### What is needed
Repeat each line word for word.
□ □ □
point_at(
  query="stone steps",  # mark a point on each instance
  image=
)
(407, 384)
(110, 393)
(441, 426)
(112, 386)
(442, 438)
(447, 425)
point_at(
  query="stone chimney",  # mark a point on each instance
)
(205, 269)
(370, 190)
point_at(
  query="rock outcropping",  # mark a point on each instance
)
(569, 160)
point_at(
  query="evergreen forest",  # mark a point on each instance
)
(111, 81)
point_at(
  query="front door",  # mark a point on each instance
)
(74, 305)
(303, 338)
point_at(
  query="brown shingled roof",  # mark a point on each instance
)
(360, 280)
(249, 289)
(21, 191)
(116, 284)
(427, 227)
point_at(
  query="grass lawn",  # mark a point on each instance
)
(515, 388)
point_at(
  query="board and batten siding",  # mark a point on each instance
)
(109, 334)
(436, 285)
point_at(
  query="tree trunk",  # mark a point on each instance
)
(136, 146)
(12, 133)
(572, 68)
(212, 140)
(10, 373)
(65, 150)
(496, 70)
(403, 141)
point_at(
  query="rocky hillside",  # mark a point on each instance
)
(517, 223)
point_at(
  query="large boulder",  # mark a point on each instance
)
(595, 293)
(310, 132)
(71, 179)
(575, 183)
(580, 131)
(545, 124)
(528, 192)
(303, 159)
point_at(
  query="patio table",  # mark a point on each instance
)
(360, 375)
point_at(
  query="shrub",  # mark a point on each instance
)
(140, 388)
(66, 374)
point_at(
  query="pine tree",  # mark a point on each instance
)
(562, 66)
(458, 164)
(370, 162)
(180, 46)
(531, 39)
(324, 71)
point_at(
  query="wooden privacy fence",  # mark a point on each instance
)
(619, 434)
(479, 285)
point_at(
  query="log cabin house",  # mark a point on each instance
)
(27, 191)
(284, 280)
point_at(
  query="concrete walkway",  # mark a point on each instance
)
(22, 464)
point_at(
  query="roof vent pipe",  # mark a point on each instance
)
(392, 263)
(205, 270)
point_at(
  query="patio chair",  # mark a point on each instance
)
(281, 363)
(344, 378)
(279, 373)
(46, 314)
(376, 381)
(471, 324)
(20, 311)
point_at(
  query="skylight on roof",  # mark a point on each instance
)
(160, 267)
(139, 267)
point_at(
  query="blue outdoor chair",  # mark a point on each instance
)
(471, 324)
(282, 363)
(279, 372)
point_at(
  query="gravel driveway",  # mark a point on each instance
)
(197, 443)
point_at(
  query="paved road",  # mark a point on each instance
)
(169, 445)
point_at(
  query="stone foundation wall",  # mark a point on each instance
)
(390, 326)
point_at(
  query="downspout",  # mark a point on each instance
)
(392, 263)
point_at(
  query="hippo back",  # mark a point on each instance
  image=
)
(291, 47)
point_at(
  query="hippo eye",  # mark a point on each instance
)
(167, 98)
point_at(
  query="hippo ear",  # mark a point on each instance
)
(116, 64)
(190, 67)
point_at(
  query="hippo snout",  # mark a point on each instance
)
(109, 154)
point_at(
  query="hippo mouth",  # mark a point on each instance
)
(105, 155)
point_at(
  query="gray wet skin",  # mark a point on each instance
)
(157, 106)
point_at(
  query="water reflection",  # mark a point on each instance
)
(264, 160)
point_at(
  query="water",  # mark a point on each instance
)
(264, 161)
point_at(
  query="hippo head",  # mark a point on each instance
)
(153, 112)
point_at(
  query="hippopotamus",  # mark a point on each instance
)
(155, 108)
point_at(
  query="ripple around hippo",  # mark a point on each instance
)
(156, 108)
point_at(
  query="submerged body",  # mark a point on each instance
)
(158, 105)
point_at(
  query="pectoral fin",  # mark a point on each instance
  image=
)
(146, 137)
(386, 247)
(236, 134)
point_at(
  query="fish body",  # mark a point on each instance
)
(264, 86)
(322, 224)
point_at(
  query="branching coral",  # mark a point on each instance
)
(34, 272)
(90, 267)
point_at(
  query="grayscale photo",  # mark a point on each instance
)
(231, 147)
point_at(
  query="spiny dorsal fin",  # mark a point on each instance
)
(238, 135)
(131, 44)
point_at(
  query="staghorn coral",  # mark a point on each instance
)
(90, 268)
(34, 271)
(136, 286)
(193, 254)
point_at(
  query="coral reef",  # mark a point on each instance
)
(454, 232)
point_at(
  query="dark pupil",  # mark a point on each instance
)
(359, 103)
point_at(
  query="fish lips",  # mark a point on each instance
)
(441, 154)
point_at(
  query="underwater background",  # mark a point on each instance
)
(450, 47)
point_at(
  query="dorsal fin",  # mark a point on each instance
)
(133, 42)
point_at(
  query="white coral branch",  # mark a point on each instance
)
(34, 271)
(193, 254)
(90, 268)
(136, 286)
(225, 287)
□ □ □
### Reply
point_at(
  query="stone steps",  # mark a point on each instance
  image=
)
(407, 384)
(110, 393)
(441, 426)
(112, 386)
(442, 438)
(447, 425)
point_at(
  query="stone chimney",  # mark a point on each instance
)
(205, 269)
(370, 190)
point_at(
  query="rock outcropping",  # mark a point on each instance
)
(569, 160)
point_at(
  query="evergreen forest",  # mark a point on each instance
)
(111, 81)
point_at(
  query="front door",  # mark a point on each instance
)
(74, 305)
(303, 338)
point_at(
  query="brown shingled roof",  # mark a point on each instance
)
(360, 280)
(249, 289)
(21, 191)
(116, 284)
(427, 227)
point_at(
  query="grass lawn",  # mark a point on each instance
)
(515, 388)
point_at(
  query="board and batten siding",  # mark a point on each instance
)
(109, 334)
(436, 285)
point_at(
  query="tree trunk",  # mark a point on each instance
)
(136, 146)
(12, 133)
(572, 68)
(212, 140)
(10, 373)
(65, 150)
(496, 70)
(403, 141)
point_at(
  query="rocky hillside",  # mark a point on each instance
)
(517, 223)
point_at(
  query="large boulder",  # mark a point on each instance
)
(595, 293)
(310, 132)
(71, 179)
(575, 183)
(580, 131)
(545, 124)
(528, 192)
(303, 159)
point_at(
  query="patio table",  # mark a point on each instance
)
(360, 375)
point_at(
  query="shrub",  # mark a point on each instance
)
(140, 388)
(66, 374)
point_at(
  query="pine tree",  # mark a point on each instance
)
(562, 66)
(458, 164)
(370, 162)
(180, 46)
(531, 39)
(324, 71)
point_at(
  query="wooden privacy fence",  # mark a point on each instance
)
(619, 434)
(479, 285)
point_at(
  query="log cabin house",  # mark a point on each instance
)
(27, 191)
(284, 280)
point_at(
  query="concrete walkway",  # mark a point on each instance
)
(22, 464)
point_at(
  query="roof vent pipe",  # mark a point on each instance
)
(392, 263)
(205, 270)
point_at(
  query="patio chair",  # mark a point on each instance
)
(281, 363)
(344, 378)
(279, 373)
(46, 314)
(376, 381)
(471, 324)
(20, 311)
point_at(
  query="skylight on roof",  # mark a point on each instance
)
(160, 267)
(139, 267)
point_at(
  query="blue outdoor chair",  # mark a point on each instance
)
(471, 324)
(282, 363)
(279, 372)
point_at(
  query="gravel driveway",  # mark a point on each instance
)
(197, 443)
point_at(
  query="paved road",  # mark a point on each instance
)
(169, 445)
point_at(
  query="stone foundation wall",  # mark a point on each instance
)
(390, 326)
point_at(
  query="downspout",  # mark a point on each instance
)
(392, 263)
point_at(
  query="hippo back",  # mark a point on each instance
  image=
)
(291, 47)
point_at(
  query="hippo eye",  # mark a point on each instance
)
(167, 98)
point_at(
  query="hippo ear",  # mark a point on each instance
)
(116, 64)
(190, 67)
point_at(
  query="hippo snout",  # mark a point on each instance
)
(109, 154)
point_at(
  query="hippo mouth",  # mark a point on each instance
)
(105, 155)
point_at(
  query="gray wet skin",  # mark a point on each instance
)
(157, 106)
point_at(
  query="water reflection",  # mark a point on each instance
)
(264, 160)
point_at(
  query="water",  # mark a point on each instance
)
(264, 161)
point_at(
  query="hippo head",  # mark a point on each instance
)
(153, 112)
point_at(
  query="hippopotamus",  # mark a point on each instance
)
(155, 108)
point_at(
  query="ripple around hippo",  # mark a point on each instance
)
(156, 108)
point_at(
  query="submerged body",  # mark a point on each instance
)
(158, 105)
point_at(
  query="pectoral fin",  # mark a point on each instance
  image=
)
(146, 137)
(386, 247)
(236, 134)
point_at(
  query="fish body",  # mark a point on each instance
)
(264, 86)
(322, 224)
point_at(
  query="branching coral",  # mark a point on each instance
)
(34, 272)
(90, 267)
point_at(
  query="grayscale photo",  # mark a point on each instance
)
(231, 147)
point_at(
  query="spiny dorsal fin",  # mark a point on each instance
)
(238, 135)
(131, 44)
point_at(
  query="staghorn coral",  # mark a point on each instance
)
(90, 268)
(34, 271)
(136, 286)
(193, 254)
point_at(
  query="coral reef",  # mark a point on each instance
)
(454, 232)
point_at(
  query="dark pupil",  # mark a point on each instance
)
(359, 103)
point_at(
  query="fish lips",  # mark a point on each instance
)
(441, 154)
point_at(
  query="underwater background",  # mark a point on each instance
)
(450, 47)
point_at(
  query="dorsal fin",  # mark a point on each instance
)
(133, 42)
point_at(
  query="white coral branch",  # mark a point on each instance
)
(34, 271)
(193, 254)
(90, 268)
(136, 286)
(225, 287)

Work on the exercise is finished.